[Instructions to follow]: Rewrite the part of the listing that starts with the line containing "Looking at the image below, identify the floating" and goes on through the line containing "681;695;897;747". Replace "identify" with "locate" and leave everything else unchanged.

[Records shown]:
● ● ● ●

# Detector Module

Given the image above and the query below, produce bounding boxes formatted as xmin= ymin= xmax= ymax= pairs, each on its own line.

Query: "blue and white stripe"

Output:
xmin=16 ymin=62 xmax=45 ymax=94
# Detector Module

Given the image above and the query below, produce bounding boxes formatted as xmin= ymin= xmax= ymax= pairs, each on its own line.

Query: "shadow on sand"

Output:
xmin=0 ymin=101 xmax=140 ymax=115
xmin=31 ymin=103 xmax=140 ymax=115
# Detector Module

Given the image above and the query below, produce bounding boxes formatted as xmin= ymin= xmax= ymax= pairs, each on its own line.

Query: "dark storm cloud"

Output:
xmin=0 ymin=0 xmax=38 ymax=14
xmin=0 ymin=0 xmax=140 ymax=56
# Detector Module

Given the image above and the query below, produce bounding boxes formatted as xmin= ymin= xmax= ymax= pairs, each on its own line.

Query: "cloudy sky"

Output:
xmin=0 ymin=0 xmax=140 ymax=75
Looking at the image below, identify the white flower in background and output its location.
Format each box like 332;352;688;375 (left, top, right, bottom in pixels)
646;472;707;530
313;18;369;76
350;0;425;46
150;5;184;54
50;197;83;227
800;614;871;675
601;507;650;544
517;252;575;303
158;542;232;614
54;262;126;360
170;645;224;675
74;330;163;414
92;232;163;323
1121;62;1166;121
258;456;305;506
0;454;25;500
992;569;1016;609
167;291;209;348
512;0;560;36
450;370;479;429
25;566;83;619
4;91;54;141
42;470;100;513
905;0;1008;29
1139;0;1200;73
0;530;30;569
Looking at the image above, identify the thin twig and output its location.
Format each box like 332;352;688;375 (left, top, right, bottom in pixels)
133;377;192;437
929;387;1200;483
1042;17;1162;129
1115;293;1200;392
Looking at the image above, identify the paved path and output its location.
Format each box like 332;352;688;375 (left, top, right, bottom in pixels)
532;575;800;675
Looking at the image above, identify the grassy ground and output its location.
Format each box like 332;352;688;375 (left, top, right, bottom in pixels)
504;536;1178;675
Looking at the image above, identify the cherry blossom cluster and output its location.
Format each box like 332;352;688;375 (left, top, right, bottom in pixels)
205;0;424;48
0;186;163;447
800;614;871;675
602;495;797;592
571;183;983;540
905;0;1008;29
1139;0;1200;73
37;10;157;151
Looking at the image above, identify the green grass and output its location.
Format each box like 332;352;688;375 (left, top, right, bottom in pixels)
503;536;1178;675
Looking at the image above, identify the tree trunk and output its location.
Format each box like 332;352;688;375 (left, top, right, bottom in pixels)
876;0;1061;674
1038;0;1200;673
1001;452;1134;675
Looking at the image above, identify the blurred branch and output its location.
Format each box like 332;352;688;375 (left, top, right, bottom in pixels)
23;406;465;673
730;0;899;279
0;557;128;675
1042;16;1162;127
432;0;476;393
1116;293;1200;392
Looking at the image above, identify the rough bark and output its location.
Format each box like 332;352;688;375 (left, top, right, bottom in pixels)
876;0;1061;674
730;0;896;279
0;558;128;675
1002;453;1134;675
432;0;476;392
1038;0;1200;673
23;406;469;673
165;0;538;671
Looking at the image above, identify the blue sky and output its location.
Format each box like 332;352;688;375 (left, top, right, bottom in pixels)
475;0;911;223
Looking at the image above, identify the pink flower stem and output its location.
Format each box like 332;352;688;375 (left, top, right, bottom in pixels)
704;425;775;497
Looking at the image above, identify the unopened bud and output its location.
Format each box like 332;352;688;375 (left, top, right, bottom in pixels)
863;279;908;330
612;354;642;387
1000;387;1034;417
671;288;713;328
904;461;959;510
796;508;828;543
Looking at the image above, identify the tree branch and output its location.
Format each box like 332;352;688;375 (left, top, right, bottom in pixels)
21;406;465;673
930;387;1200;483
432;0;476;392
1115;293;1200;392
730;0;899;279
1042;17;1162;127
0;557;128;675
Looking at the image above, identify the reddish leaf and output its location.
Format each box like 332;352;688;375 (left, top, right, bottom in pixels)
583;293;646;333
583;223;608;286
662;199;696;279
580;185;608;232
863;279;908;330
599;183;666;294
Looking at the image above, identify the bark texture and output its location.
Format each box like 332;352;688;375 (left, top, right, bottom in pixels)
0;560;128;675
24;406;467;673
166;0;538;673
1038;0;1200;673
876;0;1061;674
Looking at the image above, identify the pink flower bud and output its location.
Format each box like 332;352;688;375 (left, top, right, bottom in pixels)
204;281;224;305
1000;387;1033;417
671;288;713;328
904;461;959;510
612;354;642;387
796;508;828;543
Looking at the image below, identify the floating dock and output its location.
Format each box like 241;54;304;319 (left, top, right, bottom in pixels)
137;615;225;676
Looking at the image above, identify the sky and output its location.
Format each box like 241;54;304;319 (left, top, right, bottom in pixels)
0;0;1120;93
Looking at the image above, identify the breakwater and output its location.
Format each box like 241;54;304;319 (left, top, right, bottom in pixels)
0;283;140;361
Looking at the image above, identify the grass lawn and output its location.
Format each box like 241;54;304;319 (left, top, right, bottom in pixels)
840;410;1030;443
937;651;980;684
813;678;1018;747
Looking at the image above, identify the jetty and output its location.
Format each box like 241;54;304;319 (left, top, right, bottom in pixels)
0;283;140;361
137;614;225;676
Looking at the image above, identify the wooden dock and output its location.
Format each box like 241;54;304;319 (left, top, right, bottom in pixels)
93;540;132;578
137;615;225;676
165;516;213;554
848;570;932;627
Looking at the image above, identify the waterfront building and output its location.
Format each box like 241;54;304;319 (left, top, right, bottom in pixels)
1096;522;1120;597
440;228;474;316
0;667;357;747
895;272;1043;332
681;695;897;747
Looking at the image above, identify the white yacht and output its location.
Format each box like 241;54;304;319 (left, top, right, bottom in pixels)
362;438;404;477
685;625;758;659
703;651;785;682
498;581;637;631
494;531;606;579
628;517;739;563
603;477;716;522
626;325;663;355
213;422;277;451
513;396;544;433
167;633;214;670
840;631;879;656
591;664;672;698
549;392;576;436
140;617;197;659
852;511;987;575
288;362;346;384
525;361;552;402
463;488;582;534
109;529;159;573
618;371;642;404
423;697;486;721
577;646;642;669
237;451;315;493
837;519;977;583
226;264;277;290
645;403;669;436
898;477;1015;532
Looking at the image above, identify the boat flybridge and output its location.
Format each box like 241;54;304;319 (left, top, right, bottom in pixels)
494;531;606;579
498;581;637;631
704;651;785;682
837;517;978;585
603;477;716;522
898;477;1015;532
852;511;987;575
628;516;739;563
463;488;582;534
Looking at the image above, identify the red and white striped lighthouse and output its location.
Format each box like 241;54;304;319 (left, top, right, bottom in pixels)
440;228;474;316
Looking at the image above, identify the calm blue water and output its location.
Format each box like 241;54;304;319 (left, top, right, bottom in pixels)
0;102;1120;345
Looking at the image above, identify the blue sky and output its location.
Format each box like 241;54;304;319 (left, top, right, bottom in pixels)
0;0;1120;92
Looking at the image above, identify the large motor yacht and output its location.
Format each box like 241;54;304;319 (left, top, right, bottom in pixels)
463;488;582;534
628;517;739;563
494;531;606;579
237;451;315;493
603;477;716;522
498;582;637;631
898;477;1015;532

● ● ● ●

[Exercise answer]:
Looking at the image below, locate the floating dock and output its location.
Format each box like 241;54;304;319 (left, top, right, bottom in pixels)
137;615;225;676
Looking at the image above, locate the sky and output its location.
Format each box like 241;54;304;319 (left, top, right, bottom in pixels)
0;0;1120;93
Looking at the image above, locate the breakwater and output its location.
Format each box like 241;54;304;319 (left, top, right, bottom in pixels)
0;283;140;361
Looking at the image above, locate the grass lawn and output its location.
Format each box like 241;54;304;319 (left, top, right, bottom in pixels)
840;410;1030;443
937;651;980;684
813;678;1018;747
Looking at the image above, locate the jetty and output its location.
Format each box like 241;54;304;319 (left, top, right, bottom in pixels)
0;283;140;361
137;614;225;676
Looking at the image above, locate the wooden dock and output its location.
Format each box like 241;54;304;319 (left, top, right, bottom in pixels)
93;540;132;578
137;615;225;676
165;516;213;554
848;570;932;627
Looking at the image above, locate the waterfront building and output its location.
Format each box like 241;54;304;319 (left, top, right, bottom in pixels)
1096;522;1120;597
440;228;474;316
0;667;357;747
895;272;1043;332
681;695;897;747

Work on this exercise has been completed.